## Required task
What comes after the last step shown in the RSP2 installation passage below? Continue that passage from where it stops, not the material that follows it.

## Passage shown
──────────────────────────────

Caution To prevent damage to the backplane, you must install the RSP2 in one of the two RSP slots on the chassis. The slots are keyed for correct installation. Forcing the RSP2 into a different slot can damage the backplane and the RSP2. (For the locations of the RSP2 slots on the Cisco 7507, refer to Figure 3; for the location of the RSP2 slots on the Cisco 7513, refer to Figure 4.)

Step 3 While keeping the RSP2 parallel to the backplane, carefully slide the carrier into the slot until the RSP2 faceplate makes contact with the ejector levers, then stop. (See Figure 5b.)

Step 4 Using the thumb and forefinger of each hand to pinch each ejector, simultaneously push both ejectors inward (toward the handle) until they are parallel to the faceplate. (See Figure 5c.)

Step 5 Use a screwdriver to tighten the two captive screws on the RSP2 faceplate (see Figure 5a) to prevent the RSP2 from becoming partially dislodged from the backplane and to ensure proper EMI shielding. (These screws must be tightened to meet EMI specifications.)

Step 6 If you disconnected the console terminal to remove the RSP2, connect the console terminal to the console port.

Step 7 Repeat Steps 1 through 6 for the second RSP2, if required.

Step 8 Ensure that the console terminal is turned on.

Step 9 Turn the system power back ON, and proceed to the next section to check the installation.

──────────────────────────────

## Records shown
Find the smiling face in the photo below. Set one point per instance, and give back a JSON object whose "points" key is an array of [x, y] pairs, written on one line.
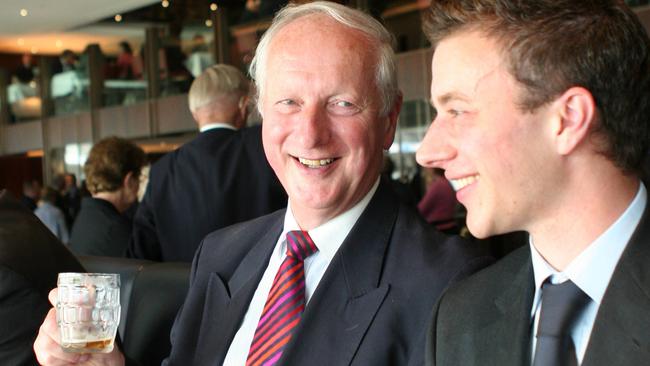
{"points": [[499, 157], [322, 131]]}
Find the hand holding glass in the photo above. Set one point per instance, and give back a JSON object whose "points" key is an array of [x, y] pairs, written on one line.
{"points": [[88, 311]]}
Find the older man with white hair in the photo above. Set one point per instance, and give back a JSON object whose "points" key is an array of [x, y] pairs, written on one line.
{"points": [[346, 275]]}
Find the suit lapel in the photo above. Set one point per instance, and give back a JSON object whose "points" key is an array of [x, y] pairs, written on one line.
{"points": [[228, 303], [621, 333], [349, 294], [506, 339]]}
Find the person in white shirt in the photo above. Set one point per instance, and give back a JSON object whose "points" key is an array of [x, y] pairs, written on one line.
{"points": [[354, 279], [543, 122]]}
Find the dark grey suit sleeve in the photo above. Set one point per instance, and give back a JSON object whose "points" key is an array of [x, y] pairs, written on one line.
{"points": [[144, 243], [22, 309]]}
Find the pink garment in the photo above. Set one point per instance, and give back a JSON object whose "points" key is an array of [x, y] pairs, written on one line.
{"points": [[439, 204], [125, 66]]}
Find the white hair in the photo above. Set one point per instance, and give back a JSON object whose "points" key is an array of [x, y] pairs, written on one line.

──────────────────────────────

## Final answer
Restarting the System and Initializing the HSA Feature

When you turn the system power back on, verify that the system boots and resumes normal operation. If you are restarting the system after upgrading the DRAM, expect that it will take the system longer to complete the memory initialization portion of the boot sequence with more DRAM.

Follow these steps to verify that the RSP2 is installed and functioning properly:

Step 1 Ensure that both RSP2s are properly installed in the chassis.

Step 2 Install a Y-cable (CAB-RSP2CON); attach the combined end to your console terminal and each single en to the console connection of each RSP2.

As an alternative, you can install a separate console cable to each RSP2. The master console controls both the master and slave; you can view the slave through the master console connection, but you cannot view the master console from the slave console connection. The following steps are directed to the master RSP2 only.

Step 3 Check all RSP2 connections to make sure they are secure:

The RSP2s are inserted all the way into their slots, and both the captive installation screws are tightened on each RSP2.
The console terminal is turned on and is connected to the console port.

Step 4 Observe the RSP2 LEDs on system startup. While the system initializes, the yellow CPU halt LED on each RSP2 will blink when power is applied. The normal LED on the master RSP2 in slot 6 should be on and the normal LED on the slave RSP2 in slot 7 should be on. The master LED on the RSP2 in slot2 or slot 6 will be on and the slave LED on the RSP2 in slot 3 or slot 7 will be on. As each interface processor initializes, their status LEDs go on and off in irregular sequence.

Note If you did not install a boot ROM device correctly, the corresponding RSP2 is placed in a "nonparticipant" mode and both of its slave and master LEDs will be on. This can be caused by a bent boot ROM pin, a misaligned boot ROM, or a misprogrammed boot ROM. If this condition occurs, power down the system and verify that the boot ROM device is installed. If the boot ROM device was installed backwards, severe damage may have resulted rendering the boot ROM device unusable. You will have to install a new boot ROM device.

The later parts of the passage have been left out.